*DESCRIPTION OF THE TASK*
Copy out every one of the records below word for word, leaving the pictures out of your answer.

[Point annotation dataset records]

■ ■ ■

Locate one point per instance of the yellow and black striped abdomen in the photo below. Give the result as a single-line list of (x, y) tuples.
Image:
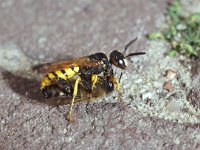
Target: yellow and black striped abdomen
[(65, 74)]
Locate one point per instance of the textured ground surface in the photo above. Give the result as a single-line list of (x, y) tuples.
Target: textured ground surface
[(33, 31)]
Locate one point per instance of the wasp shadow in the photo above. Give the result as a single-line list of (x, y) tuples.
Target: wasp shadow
[(25, 87)]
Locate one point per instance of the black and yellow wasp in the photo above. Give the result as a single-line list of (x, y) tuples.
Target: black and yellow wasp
[(85, 72)]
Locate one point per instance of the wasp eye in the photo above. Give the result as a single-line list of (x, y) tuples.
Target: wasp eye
[(121, 62), (118, 59)]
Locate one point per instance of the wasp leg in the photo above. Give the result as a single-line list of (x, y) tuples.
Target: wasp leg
[(66, 86), (74, 95), (94, 80), (116, 82), (86, 85)]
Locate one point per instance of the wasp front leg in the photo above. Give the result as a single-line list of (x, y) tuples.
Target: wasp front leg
[(117, 86)]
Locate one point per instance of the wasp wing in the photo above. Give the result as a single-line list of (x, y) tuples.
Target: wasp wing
[(78, 62)]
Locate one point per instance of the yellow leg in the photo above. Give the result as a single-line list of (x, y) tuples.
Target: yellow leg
[(116, 82), (94, 80), (74, 95)]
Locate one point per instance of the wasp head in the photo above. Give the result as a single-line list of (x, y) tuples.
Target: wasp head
[(119, 60)]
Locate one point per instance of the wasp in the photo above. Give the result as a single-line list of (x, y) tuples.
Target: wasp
[(86, 73)]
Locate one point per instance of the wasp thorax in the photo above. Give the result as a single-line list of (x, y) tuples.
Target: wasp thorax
[(118, 59)]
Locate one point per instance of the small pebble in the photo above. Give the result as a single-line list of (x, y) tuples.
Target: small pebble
[(170, 74), (168, 86), (146, 95)]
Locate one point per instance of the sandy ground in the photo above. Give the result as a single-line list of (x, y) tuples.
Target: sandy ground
[(161, 93)]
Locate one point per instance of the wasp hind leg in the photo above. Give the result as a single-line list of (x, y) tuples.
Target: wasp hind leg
[(66, 86), (116, 82), (73, 97)]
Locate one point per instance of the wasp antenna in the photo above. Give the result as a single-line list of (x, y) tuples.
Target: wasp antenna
[(120, 76), (129, 44), (136, 53)]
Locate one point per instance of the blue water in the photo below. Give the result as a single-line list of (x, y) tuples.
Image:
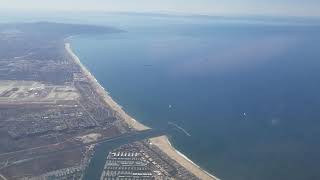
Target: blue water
[(247, 92)]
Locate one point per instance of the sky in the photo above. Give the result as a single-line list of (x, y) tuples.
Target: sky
[(205, 7)]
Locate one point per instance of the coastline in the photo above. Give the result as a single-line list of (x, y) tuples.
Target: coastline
[(161, 142)]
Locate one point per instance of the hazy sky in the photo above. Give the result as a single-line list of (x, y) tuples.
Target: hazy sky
[(264, 7)]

■ ■ ■

*ANSWER TO THE PROBLEM*
Locate one point per instance of the yellow and black striped abdomen in the photo below. Give the result as a single-line list of (x, y) tuples.
Image:
Target: yellow and black striped abdomen
[(65, 74)]
Locate one point per instance of the textured ground surface in the photo above. Give the result as a single-line list of (x, y) tuples.
Target: textured ground surface
[(33, 31)]
Locate one point per instance of the wasp shadow in the photo above. Give the result as a single-line list of (x, y) tuples.
Target: wasp shadow
[(25, 87)]
Locate one point per instance of the black and yellow wasp in the photo above. Give the result as a single-line list of (x, y) tuples.
Target: black and yellow wasp
[(85, 72)]
Locate one point per instance of the wasp eye in the photo above. Give the result as a single-line list of (x, y) tuples.
Target: wasp eye
[(121, 62), (118, 59)]
Locate one point per instance of the wasp leg in the photo above. Give the result as a single-line list of (x, y) tuples.
Target: wasp leg
[(66, 86), (74, 95), (94, 80), (116, 82), (86, 85)]
Locate one point per instance of the wasp front leg in the photo above. Give the result as a single-line list of (x, y) tuples.
Target: wasp front leg
[(117, 86)]
Locate one point per instance of the wasp wing in the photo above. Give the result as a single-line list of (x, y) tuples.
Target: wasp wing
[(78, 62)]
Locate one point per instance of the yellow leg in the photo above. Give the result as a single-line list of (x, y) tuples.
Target: yellow leg
[(116, 82), (94, 80), (74, 95)]
Locate one point per instance of the wasp head in the photo above. Give the result as a single-line list of (x, y) tuples.
Target: wasp head
[(119, 60)]
Locate one point per instance of the wasp in the photo above. Give the result as a single-line list of (x, y) tuples.
Target: wasp
[(86, 73)]
Locate one point per instance of the wasp thorax in the photo above. Give the result as a single-line list of (x, y) tuples.
Target: wasp thorax
[(118, 59)]
Locate one point per instance of the small pebble in the photo above. Give the result as a single-line list of (x, y) tuples.
Target: small pebble
[(170, 74), (168, 86), (146, 95)]
Locate one point per instance of the sandy ground in the photo above. Give the result as a single-line list of (x, y) tuples.
Target: sandy ground
[(161, 93)]
Locate one point per instance of the wasp hind leg in the photo above. Give the result as a single-line list of (x, y) tuples.
Target: wasp hind leg
[(66, 86), (116, 82), (73, 97)]
Locate one point per instance of the wasp antenna in the photo above. Give the result as a single-line list of (x, y) tuples.
Target: wasp antenna
[(120, 76), (129, 44), (136, 53)]
Locate one point per instance of the blue water in the photo below. Give the result as a single-line list of (x, y) tuples.
Image:
Target: blue water
[(247, 92)]
Locate one point per instance of the sky in the photo above. Give the result as a single-line list of (x, y) tuples.
Target: sky
[(205, 7)]
Locate one point per instance of the coastline in the photo above. Give the result as a single-line list of (x, y) tuples.
Target: coastline
[(161, 142)]
Locate one point per instance of the hazy sky in the photo above. Give the result as a single-line list of (x, y) tuples.
Target: hazy sky
[(264, 7)]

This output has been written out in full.